使用 GetFileById('{unique_file_id}') 的解决方案:

def _uploadLargeFile(host: str, bearer_token: str, site_name: str, folder_path: str, file_name: str) -> http.client.HTTPResponse:    
    """
    Uploads a file in chunks to the server and overwrites exisitng files. (Recommended for large files; mandatory for file sizes >= 250MB.)
    """
    headers = {
            'Authorization': f'Bearer {bearer_token}',
            'Accept': 'application/json;odata=verbose',
            'Content-Type': 'application/octet-stream;odata=verbose'
            }                              

    unique_file_id = get_file_unique_id(host=host, bearer_token=bearer_token, site_name=site_name, folder_path=folder_path, file_name=file_name)
    if not unique_file_id:
        unique_file_id, resp = create_and_upload_empty_file(host=host, bearer_token=bearer_token, site_name=site_name, folder_path=folder_path, file_name=file_name)

    GUID = uuid.uuid4()
    file_size = os.stat(file_name).st_size
    with open(file_name, "rb") as file:
        continue_upload = True
        file_offset = 0 # While uploading in chunks the fileoffset can be calculated as follows: fileoffset = chunk_count * CHUNK_SIZE
        while continue_upload:
            big_file_chunk = file.read(CHUNK_SIZE)

            conn = http.client.HTTPSConnection(host=host)
            
            if not big_file_chunk or _is_last_chunk(file_size, file_offset, CHUNK_SIZE): # Finish Upload
                file_url = f"/sites/{site_name}/_api/web/getfilebyid('{unique_file_id}')/finishupload(uploadId=guid'{GUID}',fileOffset={file_offset})"
                url = urllib.parse.quote(file_url)

- _所给数据_:

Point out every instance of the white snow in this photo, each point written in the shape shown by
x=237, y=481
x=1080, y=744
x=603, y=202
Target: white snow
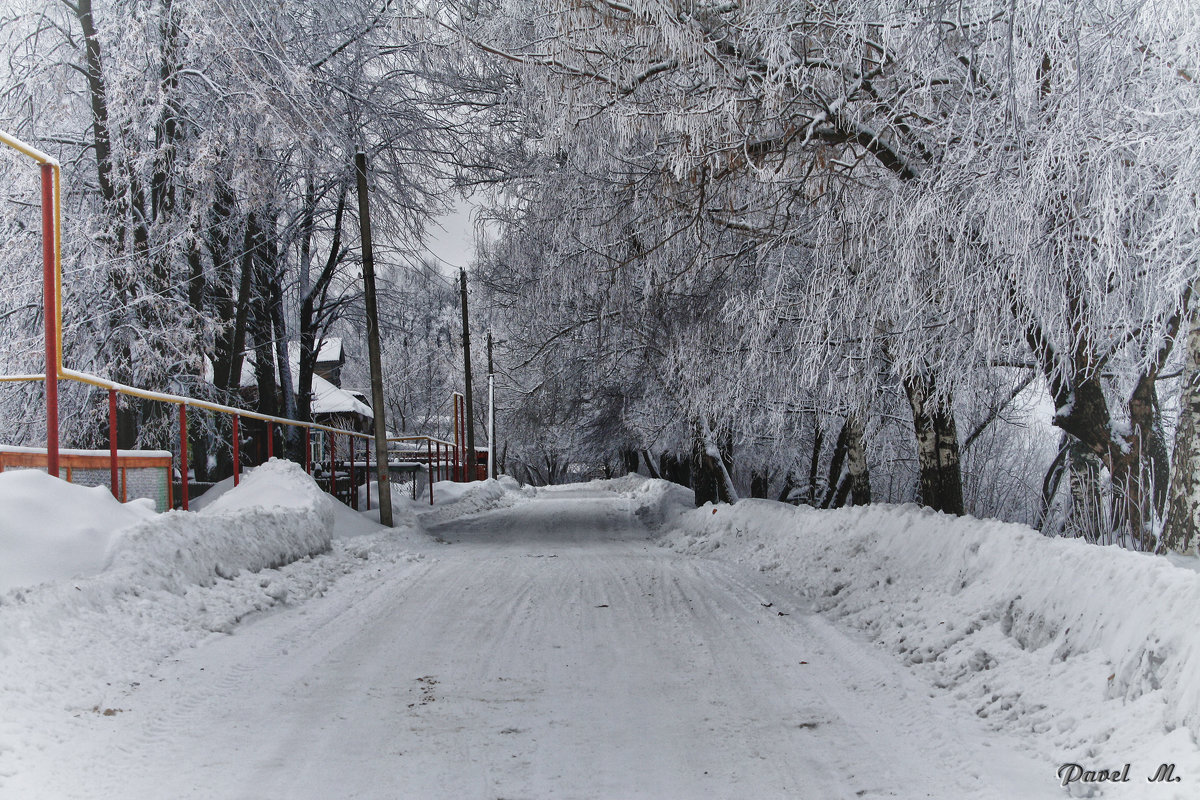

- _任务要求_:
请根据给定文段中的函数说明，指出文件大小达到多少时必须分块上传？

- _本题答案_:
文件大小达到 250MB 或以上时必须分块上传。